### Short problem
Copy the records from the line containing "This photo contains the green metal" through the line containing "0 0 500 163", swapping "olive tree" for "cypress tree" and leaving everything else unchanged.

### Records provided
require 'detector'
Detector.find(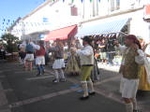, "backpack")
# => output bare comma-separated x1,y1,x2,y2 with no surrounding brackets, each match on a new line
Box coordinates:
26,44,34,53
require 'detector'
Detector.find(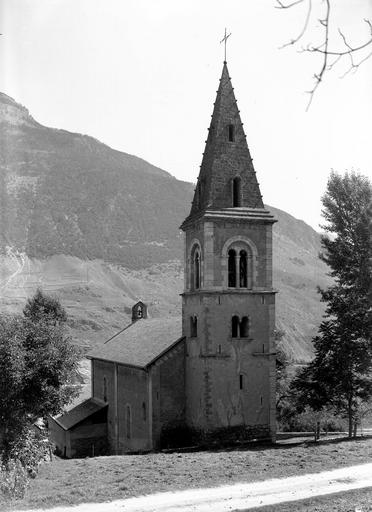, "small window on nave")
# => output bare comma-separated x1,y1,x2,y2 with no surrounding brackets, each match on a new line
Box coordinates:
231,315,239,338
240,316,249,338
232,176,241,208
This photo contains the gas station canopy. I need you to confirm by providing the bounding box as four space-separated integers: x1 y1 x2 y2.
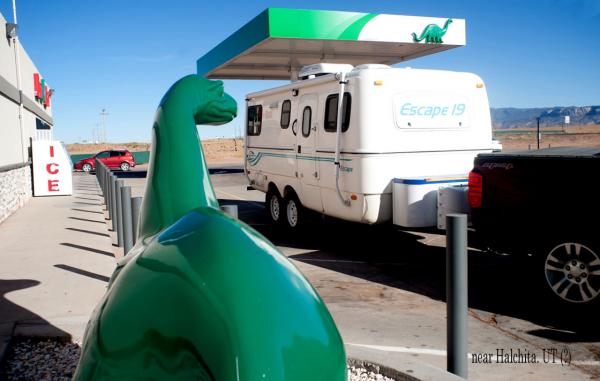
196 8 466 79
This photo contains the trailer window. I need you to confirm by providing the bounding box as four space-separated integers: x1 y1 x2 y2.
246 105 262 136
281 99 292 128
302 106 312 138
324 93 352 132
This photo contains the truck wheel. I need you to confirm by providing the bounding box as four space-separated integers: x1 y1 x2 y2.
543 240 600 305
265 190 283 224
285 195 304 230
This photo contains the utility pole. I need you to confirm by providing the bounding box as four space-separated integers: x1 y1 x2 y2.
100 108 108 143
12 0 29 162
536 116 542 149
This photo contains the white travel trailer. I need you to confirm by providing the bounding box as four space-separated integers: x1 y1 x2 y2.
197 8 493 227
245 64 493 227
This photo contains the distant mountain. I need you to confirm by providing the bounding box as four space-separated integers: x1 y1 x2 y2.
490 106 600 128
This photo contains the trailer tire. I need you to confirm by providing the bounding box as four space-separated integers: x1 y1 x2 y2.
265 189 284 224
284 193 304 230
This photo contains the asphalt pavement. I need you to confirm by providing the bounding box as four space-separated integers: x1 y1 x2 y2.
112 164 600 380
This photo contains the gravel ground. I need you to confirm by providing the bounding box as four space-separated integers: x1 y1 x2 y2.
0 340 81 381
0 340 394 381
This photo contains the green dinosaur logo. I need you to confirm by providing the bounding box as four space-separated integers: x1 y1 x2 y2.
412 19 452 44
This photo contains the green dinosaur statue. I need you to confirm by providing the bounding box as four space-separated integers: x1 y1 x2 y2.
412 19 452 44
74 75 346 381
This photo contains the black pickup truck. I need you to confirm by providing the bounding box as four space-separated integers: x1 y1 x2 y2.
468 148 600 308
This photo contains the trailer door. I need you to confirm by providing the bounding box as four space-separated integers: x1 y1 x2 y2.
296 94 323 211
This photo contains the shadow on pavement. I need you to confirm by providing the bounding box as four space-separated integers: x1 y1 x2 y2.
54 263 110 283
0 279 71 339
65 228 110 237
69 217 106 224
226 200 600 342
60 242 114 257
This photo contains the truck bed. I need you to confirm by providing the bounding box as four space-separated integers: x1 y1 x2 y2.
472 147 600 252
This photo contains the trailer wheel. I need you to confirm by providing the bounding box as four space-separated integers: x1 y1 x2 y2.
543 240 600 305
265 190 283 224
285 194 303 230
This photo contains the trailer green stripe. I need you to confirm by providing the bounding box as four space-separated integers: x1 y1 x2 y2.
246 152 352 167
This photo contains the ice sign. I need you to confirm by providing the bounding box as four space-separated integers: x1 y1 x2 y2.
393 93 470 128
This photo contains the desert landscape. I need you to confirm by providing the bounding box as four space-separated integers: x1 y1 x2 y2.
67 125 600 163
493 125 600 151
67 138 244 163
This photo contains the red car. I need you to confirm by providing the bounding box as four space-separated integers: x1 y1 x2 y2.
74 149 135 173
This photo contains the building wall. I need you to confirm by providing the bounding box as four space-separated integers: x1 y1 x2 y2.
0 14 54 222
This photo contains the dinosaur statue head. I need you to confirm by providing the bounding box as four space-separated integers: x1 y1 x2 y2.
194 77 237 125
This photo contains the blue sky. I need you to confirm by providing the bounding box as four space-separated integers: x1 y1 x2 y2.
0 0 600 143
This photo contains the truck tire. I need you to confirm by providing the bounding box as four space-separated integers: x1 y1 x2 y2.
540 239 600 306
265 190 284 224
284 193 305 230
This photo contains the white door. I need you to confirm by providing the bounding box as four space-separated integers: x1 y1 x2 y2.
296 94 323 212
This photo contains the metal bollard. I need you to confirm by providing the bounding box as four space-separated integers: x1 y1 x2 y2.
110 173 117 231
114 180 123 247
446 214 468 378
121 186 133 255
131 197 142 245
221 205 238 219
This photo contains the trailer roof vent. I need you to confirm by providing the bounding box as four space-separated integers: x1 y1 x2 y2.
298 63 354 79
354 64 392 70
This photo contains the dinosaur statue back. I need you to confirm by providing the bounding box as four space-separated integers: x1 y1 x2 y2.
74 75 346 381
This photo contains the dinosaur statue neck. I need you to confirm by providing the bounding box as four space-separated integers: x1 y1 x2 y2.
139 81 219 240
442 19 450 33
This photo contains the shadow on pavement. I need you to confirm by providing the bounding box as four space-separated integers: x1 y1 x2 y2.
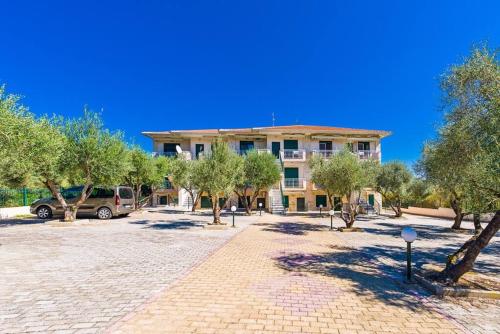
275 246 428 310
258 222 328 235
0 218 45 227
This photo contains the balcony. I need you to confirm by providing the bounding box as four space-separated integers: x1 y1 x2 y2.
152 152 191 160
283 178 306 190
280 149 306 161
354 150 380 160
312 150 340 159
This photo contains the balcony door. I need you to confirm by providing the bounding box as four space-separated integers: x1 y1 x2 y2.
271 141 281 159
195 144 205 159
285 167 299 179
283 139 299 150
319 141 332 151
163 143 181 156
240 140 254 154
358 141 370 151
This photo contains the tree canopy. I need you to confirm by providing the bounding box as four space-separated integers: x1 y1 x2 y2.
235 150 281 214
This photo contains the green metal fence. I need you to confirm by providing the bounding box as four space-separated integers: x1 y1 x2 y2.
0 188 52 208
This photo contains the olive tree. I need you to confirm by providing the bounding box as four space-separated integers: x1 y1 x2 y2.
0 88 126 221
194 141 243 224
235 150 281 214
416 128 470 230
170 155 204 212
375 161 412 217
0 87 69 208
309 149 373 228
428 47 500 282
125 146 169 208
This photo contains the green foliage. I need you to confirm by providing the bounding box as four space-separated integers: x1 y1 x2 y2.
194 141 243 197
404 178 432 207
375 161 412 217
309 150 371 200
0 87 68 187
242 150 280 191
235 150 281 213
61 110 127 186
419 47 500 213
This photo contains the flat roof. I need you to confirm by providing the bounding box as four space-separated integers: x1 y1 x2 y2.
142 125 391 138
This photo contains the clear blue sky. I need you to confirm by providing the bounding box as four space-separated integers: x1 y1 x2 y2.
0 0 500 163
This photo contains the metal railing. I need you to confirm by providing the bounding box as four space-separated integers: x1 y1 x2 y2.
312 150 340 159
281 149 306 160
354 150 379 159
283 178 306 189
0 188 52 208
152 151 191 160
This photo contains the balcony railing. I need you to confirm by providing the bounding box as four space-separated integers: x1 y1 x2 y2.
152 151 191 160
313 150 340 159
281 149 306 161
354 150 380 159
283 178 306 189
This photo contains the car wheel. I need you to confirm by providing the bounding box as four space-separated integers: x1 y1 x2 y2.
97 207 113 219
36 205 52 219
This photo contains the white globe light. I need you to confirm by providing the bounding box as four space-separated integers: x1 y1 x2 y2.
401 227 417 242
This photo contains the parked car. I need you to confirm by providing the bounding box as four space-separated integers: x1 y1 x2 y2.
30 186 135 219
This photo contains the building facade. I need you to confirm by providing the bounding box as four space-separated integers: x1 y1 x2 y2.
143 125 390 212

### Exercise output
This photo contains the green metal fence. I need you to confirm by providing the bounding box as four space-separated integers: x1 y1 x2 y2.
0 188 52 208
This photo contains the cypress tree. I need you to confirm by providing the bounding box as four space-separated integers: x1 y1 x2 y2.
0 88 126 221
194 141 243 224
235 150 281 214
416 128 470 230
170 155 204 212
375 161 412 217
0 87 69 208
309 149 373 228
428 47 500 282
125 146 169 208
This photo contains the green foliage. I need you to confirm by providing the bounding box as four space-separated integers: x1 y1 x2 y2.
194 141 243 197
404 178 432 207
375 161 412 217
309 150 371 200
0 87 68 187
242 150 280 191
235 150 281 213
61 110 127 186
419 47 500 213
This photo contains the flat roof. I need you to confirm by providing the bounding box as four space-separated integers: x1 y1 x2 y2.
142 125 391 138
This photo contains the clear blue sky. I need you to confirm by providing the bounding box as four space-separated integers: x1 y1 x2 y2.
0 0 500 163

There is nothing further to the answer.